| Extrait du document |
Les chantiers restent ouverts autant que possible même pendant la pandémie, évidemment avec des concepts de protection appropriés pour les employés. Je suis très reconnaissante envers les personnes qui travaillent sur ces projets. Notre pays a besoin d’une infrastructure forte. C’est pourquoi nous construisons là où cela fait sens. Dans le même temps, nous veillons à ce que nos infrastructures restent à la pointe. J’ai par conséquent présenté l’année dernière au Conseil fédéral un plan d’investissement de 14 milliards de francs pour l’infrastructure ferroviaire. Nous pouvons ainsi maintenir en état les tunnels, ponts, quais et lignes de contact.  
  
La nouvelle loi sur les marchés publics (LMP) est entrée en vigueur en début d’année. Ressentez-vous le changement de paradigme au sein du DETEC ? 
La nouvelle loi permet de mettre davantage l’accent sur la durabilité des offres remises. Les entreprises qui misent sur la qualité et l’innovation en tirent parti. La nouvelle stratégie d’achat de l’administration fédérale va prendre du temps pour déployer pleinement ses effets. Mais la direction prise est la bonne.

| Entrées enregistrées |
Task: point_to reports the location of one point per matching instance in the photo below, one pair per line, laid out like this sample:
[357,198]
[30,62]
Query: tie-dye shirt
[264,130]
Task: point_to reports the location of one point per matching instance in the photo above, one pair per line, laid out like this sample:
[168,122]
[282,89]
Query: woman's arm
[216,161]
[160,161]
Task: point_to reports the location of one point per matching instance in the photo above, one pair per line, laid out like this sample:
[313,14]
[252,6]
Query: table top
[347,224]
---
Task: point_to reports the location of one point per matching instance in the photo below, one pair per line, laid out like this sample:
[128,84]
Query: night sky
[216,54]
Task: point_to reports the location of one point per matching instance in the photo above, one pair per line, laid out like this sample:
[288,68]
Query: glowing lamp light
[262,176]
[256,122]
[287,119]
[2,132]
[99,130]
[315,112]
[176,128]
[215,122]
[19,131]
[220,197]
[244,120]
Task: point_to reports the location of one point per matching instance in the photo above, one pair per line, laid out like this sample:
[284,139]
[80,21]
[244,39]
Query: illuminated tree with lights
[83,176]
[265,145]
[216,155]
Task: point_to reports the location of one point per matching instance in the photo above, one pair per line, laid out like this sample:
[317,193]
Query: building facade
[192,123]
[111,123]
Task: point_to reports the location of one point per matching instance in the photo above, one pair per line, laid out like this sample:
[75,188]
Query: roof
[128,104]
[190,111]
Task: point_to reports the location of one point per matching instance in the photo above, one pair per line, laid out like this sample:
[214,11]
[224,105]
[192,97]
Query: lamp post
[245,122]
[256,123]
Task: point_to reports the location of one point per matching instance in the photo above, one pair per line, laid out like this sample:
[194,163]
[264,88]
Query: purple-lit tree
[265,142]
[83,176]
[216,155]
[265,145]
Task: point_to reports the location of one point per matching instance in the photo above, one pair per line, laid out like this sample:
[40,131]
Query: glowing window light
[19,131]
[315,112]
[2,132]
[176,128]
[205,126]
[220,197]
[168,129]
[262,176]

| Détails de l'exercice |
Réécris plus brièvement, s'il te plaît, le paragraphe de l'extrait qui commence par « La nouvelle loi permet », en conservant ses faits principaux. Les entrées ne servent pas pour cet exercice.

| Solution rédigée |
La nouvelle loi met davantage l'accent sur la durabilité des offres, au profit des entreprises axées sur la qualité et l'innovation. La nouvelle stratégie d'achat de l'administration fédérale mettra du temps à produire tous ses effets, mais la direction prise est la bonne.